• [AUSGANGSTEXT]
Von Harald Oberhofer

Gastkommentare
Harald Oberhofer ist Professor für Volkswirtschaftslehre an der Wirtschaftsuniversität (WU) Wien und forscht am Wifo.
© Roman Reiter / WU

Warum sind Unternehmen aus der EU nicht führend auf den digitalen Märkten?


"Alles in Allem unterstreicht die Entwicklung der Mikroelektronik in der Deutschen Demokratischen Republik die Richtigkeit des von uns eingeschlagenen Weges", schwärmte Erich Honecker im August 1989 anlässlich der Präsentation des U80701, eines Mikroprozessors, den der VEB Mikroelektronik "Karl Marx" entwickelt hatte. Dabei übersah der Genosse Generalsekretär nicht nur, dass der U80701 dem Stand der Entwicklung beim "Klassenfeind" um ein halbes Jahrzehnt hinterherhinkte, sondern auch, dass er keine schöpferische Leistung der DDR darstellte. Er war lediglich ein unlizenzierter Nachbau des DC333, den die Digital Equipment Corporation bereits 1985 auf den Markt gebracht hatte. Es wäre spannend gewesen, die weitere Entwicklung zu verfolgen, aber dann ging die ostdeutsche Computerindustrie gemeinsam mit dem real existierenden Sozialismus unter.

(Datensätze, einer Sammlung entnommen)
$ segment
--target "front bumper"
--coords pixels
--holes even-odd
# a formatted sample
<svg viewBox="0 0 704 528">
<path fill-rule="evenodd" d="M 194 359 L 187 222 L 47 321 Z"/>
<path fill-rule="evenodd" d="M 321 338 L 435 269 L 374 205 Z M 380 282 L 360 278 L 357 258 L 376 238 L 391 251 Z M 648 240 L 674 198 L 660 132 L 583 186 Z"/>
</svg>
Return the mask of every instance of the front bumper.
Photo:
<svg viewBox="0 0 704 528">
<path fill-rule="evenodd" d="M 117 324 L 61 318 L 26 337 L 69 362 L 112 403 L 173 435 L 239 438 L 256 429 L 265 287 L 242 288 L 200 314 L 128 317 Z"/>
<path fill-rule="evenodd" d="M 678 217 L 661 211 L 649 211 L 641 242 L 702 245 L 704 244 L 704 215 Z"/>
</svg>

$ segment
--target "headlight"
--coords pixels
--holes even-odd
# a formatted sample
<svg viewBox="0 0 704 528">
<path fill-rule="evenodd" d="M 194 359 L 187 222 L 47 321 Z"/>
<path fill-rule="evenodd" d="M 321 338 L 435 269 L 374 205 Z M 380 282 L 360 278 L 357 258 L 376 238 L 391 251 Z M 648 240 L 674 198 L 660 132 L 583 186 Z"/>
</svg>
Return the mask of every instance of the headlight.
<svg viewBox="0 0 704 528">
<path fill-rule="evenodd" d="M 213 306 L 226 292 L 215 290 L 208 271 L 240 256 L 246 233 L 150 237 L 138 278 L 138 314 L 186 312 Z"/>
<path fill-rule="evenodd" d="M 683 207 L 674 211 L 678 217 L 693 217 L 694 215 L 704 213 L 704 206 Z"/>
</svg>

• [ÜBUNGSAUFGABEN]
1. Zitieren Sie aus dem Gastkommentar zu den digitalen Märkten den Abschnitt, der mit "Gastkommentare" beginnt und sich bis "den digitalen Märkten?" fortsetzt.
2. Wandeln Sie sämtliche Zeilen der Auflistung in eine nummerierte Liste um. Leerzeilen entfallen dabei.

• [LÖSUNGEN]
1.
Gastkommentare
Harald Oberhofer ist Professor für Volkswirtschaftslehre an der Wirtschaftsuniversität (WU) Wien und forscht am Wifo.
© Roman Reiter / WU

Warum sind Unternehmen aus der EU nicht führend auf den digitalen Märkten?

2.
1. $ segment
2. --target "front bumper"
3. --coords pixels
4. --holes even-odd
5. # a formatted sample
6. <svg viewBox="0 0 704 528">
7. <path fill-rule="evenodd" d="M 194 359 L 187 222 L 47 321 Z"/>
8. <path fill-rule="evenodd" d="M 321 338 L 435 269 L 374 205 Z M 380 282 L 360 278 L 357 258 L 376 238 L 391 251 Z M 648 240 L 674 198 L 660 132 L 583 186 Z"/>
9. </svg>
10. Return the mask of every instance of the front bumper.
11. Photo:
12. <svg viewBox="0 0 704 528">
13. <path fill-rule="evenodd" d="M 117 324 L 61 318 L 26 337 L 69 362 L 112 403 L 173 435 L 239 438 L 256 429 L 265 287 L 242 288 L 200 314 L 128 317 Z"/>
14. <path fill-rule="evenodd" d="M 678 217 L 661 211 L 649 211 L 641 242 L 702 245 L 704 244 L 704 215 Z"/>
15. </svg>
16. $ segment
17. --target "headlight"
18. --coords pixels
19. --holes even-odd
20. # a formatted sample
21. <svg viewBox="0 0 704 528">
22. <path fill-rule="evenodd" d="M 194 359 L 187 222 L 47 321 Z"/>
23. <path fill-rule="evenodd" d="M 321 338 L 435 269 L 374 205 Z M 380 282 L 360 278 L 357 258 L 376 238 L 391 251 Z M 648 240 L 674 198 L 660 132 L 583 186 Z"/>
24. </svg>
25. Return the mask of every instance of the headlight.
26. <svg viewBox="0 0 704 528">
27. <path fill-rule="evenodd" d="M 213 306 L 226 292 L 215 290 L 208 271 L 240 256 L 246 233 L 150 237 L 138 278 L 138 314 L 186 312 Z"/>
28. <path fill-rule="evenodd" d="M 683 207 L 674 211 L 678 217 L 693 217 L 694 215 L 704 213 L 704 206 Z"/>
29. </svg>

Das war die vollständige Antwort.